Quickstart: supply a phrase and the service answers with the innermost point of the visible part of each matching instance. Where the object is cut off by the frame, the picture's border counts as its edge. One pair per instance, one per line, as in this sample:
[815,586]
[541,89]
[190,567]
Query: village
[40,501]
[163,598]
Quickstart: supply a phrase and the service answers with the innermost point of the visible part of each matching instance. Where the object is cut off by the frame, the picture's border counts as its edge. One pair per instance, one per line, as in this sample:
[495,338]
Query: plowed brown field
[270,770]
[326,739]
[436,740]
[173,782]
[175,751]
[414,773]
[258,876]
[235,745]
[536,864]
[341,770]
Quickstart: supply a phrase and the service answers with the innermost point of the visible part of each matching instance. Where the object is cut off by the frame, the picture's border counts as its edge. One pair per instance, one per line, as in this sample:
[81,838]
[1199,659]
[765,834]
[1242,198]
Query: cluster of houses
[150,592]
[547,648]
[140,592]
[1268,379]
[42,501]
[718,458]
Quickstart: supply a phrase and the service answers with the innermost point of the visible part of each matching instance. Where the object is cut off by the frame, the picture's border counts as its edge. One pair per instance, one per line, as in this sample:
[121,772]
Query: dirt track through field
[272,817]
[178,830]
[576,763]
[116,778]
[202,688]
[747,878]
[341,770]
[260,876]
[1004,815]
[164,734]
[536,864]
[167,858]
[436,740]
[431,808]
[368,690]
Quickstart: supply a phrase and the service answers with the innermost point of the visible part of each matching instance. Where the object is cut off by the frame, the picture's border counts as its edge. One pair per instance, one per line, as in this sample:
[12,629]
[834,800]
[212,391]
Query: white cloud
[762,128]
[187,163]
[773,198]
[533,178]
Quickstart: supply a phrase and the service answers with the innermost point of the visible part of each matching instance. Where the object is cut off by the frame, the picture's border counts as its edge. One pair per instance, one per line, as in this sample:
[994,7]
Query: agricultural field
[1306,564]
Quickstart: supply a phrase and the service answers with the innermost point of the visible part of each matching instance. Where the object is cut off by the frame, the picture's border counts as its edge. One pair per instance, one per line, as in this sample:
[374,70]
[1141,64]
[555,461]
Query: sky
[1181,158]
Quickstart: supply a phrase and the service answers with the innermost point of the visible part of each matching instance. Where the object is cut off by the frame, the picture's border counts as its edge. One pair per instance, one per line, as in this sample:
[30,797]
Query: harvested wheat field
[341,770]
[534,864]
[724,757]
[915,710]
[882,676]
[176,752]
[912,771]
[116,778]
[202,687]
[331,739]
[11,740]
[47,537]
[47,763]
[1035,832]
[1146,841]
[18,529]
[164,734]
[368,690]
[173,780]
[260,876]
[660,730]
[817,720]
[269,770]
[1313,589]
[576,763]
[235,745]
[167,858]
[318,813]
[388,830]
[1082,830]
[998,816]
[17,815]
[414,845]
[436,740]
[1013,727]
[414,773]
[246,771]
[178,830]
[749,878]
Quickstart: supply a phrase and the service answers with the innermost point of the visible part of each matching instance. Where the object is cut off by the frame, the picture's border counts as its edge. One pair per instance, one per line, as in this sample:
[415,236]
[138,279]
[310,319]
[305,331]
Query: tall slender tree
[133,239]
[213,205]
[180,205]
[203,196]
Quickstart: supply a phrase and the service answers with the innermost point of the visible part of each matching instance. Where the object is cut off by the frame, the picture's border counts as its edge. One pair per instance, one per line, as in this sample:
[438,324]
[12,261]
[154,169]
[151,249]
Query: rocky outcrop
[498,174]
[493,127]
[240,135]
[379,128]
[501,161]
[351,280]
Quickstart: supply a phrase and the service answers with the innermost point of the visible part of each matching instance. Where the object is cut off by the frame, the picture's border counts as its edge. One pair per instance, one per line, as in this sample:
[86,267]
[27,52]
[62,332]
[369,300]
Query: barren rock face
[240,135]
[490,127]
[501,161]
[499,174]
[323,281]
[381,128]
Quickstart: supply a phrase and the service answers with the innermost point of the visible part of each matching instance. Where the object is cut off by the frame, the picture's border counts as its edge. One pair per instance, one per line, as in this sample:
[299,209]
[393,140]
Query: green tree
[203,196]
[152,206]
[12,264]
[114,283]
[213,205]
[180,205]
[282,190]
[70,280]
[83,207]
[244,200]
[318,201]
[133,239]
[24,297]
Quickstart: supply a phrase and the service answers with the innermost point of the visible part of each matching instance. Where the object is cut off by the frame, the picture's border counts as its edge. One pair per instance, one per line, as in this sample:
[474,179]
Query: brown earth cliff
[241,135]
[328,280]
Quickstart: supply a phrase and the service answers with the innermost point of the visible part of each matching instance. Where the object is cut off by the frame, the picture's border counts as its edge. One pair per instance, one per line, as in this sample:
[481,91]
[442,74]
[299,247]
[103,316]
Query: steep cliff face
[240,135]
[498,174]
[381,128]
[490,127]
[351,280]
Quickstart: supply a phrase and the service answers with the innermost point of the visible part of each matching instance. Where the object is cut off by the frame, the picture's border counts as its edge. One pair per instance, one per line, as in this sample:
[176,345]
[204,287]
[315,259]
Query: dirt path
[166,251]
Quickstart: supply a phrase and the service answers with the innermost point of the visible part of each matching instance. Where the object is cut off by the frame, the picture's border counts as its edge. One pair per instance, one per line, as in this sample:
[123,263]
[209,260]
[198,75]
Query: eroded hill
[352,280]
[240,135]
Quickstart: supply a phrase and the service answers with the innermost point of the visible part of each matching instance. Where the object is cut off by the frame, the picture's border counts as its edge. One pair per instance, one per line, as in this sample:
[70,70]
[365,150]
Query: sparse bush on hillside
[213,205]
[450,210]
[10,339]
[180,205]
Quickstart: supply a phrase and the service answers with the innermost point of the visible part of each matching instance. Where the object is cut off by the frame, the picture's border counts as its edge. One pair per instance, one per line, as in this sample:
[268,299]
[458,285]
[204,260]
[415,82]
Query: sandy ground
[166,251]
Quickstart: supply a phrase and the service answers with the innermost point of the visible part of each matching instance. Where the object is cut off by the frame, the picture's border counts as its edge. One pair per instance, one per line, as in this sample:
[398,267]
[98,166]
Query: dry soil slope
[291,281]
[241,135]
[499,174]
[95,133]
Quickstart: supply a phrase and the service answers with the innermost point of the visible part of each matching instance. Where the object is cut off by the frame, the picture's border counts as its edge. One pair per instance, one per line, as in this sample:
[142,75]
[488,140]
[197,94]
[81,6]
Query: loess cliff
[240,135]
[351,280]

**********

● **WHAT NEEDS TO BE DONE**
Copy out all of the data exactly, leaving nothing out.

● **FULL RESPONSE**
Quickstart: supply a phrase and the service answers with the innermost point of the visible part of each matching instance. Where the object is cut off by the frame, the picture's border counts as its edge. One pair per instance, one per line, as in this sample:
[815,586]
[541,89]
[190,567]
Query: village
[40,501]
[163,598]
Quickstart: supply a phrase and the service answers with the innermost point of the visible part of each matching instance. Where the object is cut off by the frame, the picture's border counts as its edge. One pair per instance, one per line, as in this sample:
[495,338]
Query: plowed brown field
[270,770]
[326,739]
[436,740]
[173,782]
[175,751]
[414,773]
[258,876]
[235,745]
[536,864]
[341,770]
Quickstart: supply a phrase and the service answers with the innermost point of the visible part of each matching instance. Where the object is cut off by the frame, the picture's border counts as its edge. One pair per instance, one per line, as in this sample:
[81,838]
[1199,659]
[765,834]
[1242,198]
Query: cluster of houses
[150,592]
[547,648]
[140,592]
[1268,379]
[42,501]
[718,458]
Quickstart: supply a phrase and the service answers with the innermost point of the visible part of each matching instance. Where the object is cut off by the frame, the picture's border counts as its edge. One pair per instance, one per line, as in this sample:
[121,772]
Query: dirt track through field
[272,817]
[178,830]
[576,763]
[116,778]
[202,688]
[747,878]
[341,770]
[260,876]
[1004,815]
[164,734]
[536,864]
[167,858]
[436,740]
[431,808]
[368,690]
Quickstart: supply a phrase and the service answers with the innermost point of the visible part of each matching instance. Where the object is cut off by the frame, the picture's border counts as its edge. One pair per instance, one per line, as in this sample:
[12,629]
[834,800]
[212,391]
Query: white cloud
[762,128]
[187,163]
[773,198]
[533,178]
Quickstart: supply a phrase and the service answers with the innermost point of the visible part of each matching instance. Where the object is cut off by the frame, the picture's border counts as its edge. One pair per instance, one per line, as in this sample:
[994,7]
Query: agricultural field
[1306,564]
Quickstart: supply a phrase and the service answers with the innermost point of the visible part of each matching instance. Where the object is cut off by the frame, the picture's border counts as its edge. One pair per instance, one per line, as in this sample:
[374,70]
[1141,64]
[555,461]
Query: sky
[1181,158]
Quickstart: supply a phrase and the service answers with the innermost point of the visible part of each matching instance. Where the object is cut off by the frame, the picture's border counts as its edge. One pair per instance, one per line, as in this sample:
[30,797]
Query: harvested wheat field
[341,770]
[534,864]
[724,757]
[915,710]
[882,676]
[176,752]
[912,771]
[116,778]
[202,687]
[331,739]
[11,740]
[47,537]
[47,763]
[1035,832]
[1146,841]
[18,529]
[164,734]
[368,690]
[173,780]
[260,876]
[660,730]
[817,720]
[269,770]
[1313,589]
[576,763]
[235,745]
[167,858]
[318,813]
[388,830]
[1082,830]
[998,816]
[17,815]
[414,845]
[436,740]
[1013,727]
[414,773]
[246,771]
[178,830]
[749,878]
Quickstart: supply a phrase and the service answers with the innermost point of the visible part of each matching instance. Where the object is cut off by the frame, the picture's border counts as its edge. One pair per instance, one per line, as in this sample:
[415,236]
[138,279]
[310,319]
[305,331]
Query: tall slender tree
[133,239]
[213,205]
[180,205]
[203,196]
Quickstart: supply a phrase and the service answers with the innermost point of the visible part of each matching instance. Where the object is cut off by the frame, the picture's border counts as its edge. One pair per instance, one per line, as in this sample:
[438,324]
[12,261]
[154,169]
[151,249]
Query: rocky outcrop
[498,174]
[493,127]
[240,135]
[379,128]
[501,161]
[351,280]
Quickstart: supply a phrase and the service answers with the innermost point of the visible part of each matching instance. Where the object is cut off by the frame, the picture's border counts as its edge. One pair per instance, one per line, as in this sample:
[86,267]
[27,52]
[62,332]
[369,300]
Query: barren rock face
[240,135]
[490,127]
[501,161]
[499,174]
[323,281]
[381,128]
Quickstart: supply a phrase and the service answers with the innermost point of the visible part of each matching instance. Where the object is cut off by the frame, the picture's border counts as its edge. One pair per instance, one per line, as in this sample:
[299,209]
[393,140]
Query: green tree
[203,196]
[152,206]
[12,264]
[114,283]
[213,205]
[180,205]
[282,190]
[70,280]
[83,207]
[244,200]
[318,201]
[133,239]
[24,297]
Quickstart: supply a phrase and the service answers with the innermost point of the visible part of each matching instance. Where the object is cut off by the frame, the picture's border counts as its edge. One pair per instance, one per line, as in this sample:
[474,179]
Query: brown earth cliff
[241,135]
[328,280]
Quickstart: supply a phrase and the service answers with the innermost point of the visible part of each matching instance. Where the object is cut off by the frame, the picture's border counts as its edge. One pair per instance, one per line, as in this sample:
[481,91]
[442,74]
[299,247]
[103,316]
Query: steep cliff face
[240,135]
[498,174]
[381,128]
[490,127]
[351,280]
Quickstart: supply a phrase and the service answers with the innermost point of the visible part of each matching instance. Where the object is cut off by the frame, the picture's border counts as its edge. One pair per instance, one per line, as in this sample:
[176,345]
[204,287]
[315,259]
Query: dirt path
[166,251]
Quickstart: supply a phrase and the service answers with the innermost point of the visible part of each matching instance. Where the object is cut off by the frame, the picture's border counts as its edge. One pair per instance, one per line, as in this sample:
[123,263]
[209,260]
[198,75]
Query: eroded hill
[352,280]
[240,135]
Quickstart: supply a phrase and the service answers with the innermost point of the visible part of each matching instance. Where the object is cut off by the frame, the picture's border counts as its edge. One pair per instance, one per line, as in this sample:
[70,70]
[365,150]
Query: sparse bush on hillside
[213,205]
[450,210]
[10,339]
[180,205]
Quickstart: supply a phrase and the service answers with the innermost point of the visible part of each matching instance. Where the object is cut off by the frame, the picture's border counts as its edge. One pair per instance, one per line, as in this sample:
[268,299]
[458,285]
[204,260]
[415,82]
Query: sandy ground
[166,251]
Quickstart: supply a phrase and the service answers with the innermost point of the visible part of each matching instance. Where the object is cut off by the frame, the picture's border counts as its edge. One pair per instance, one per line, as in this sample:
[398,267]
[98,166]
Query: dry soil slope
[291,281]
[241,135]
[499,174]
[95,133]
Quickstart: supply a phrase and the service answers with the innermost point of the visible part of each matching instance. Where the object is cut off by the frame, the picture's border counts as its edge. One pair per instance, one per line, as in this sample:
[142,75]
[488,140]
[197,94]
[81,6]
Query: loess cliff
[240,135]
[351,280]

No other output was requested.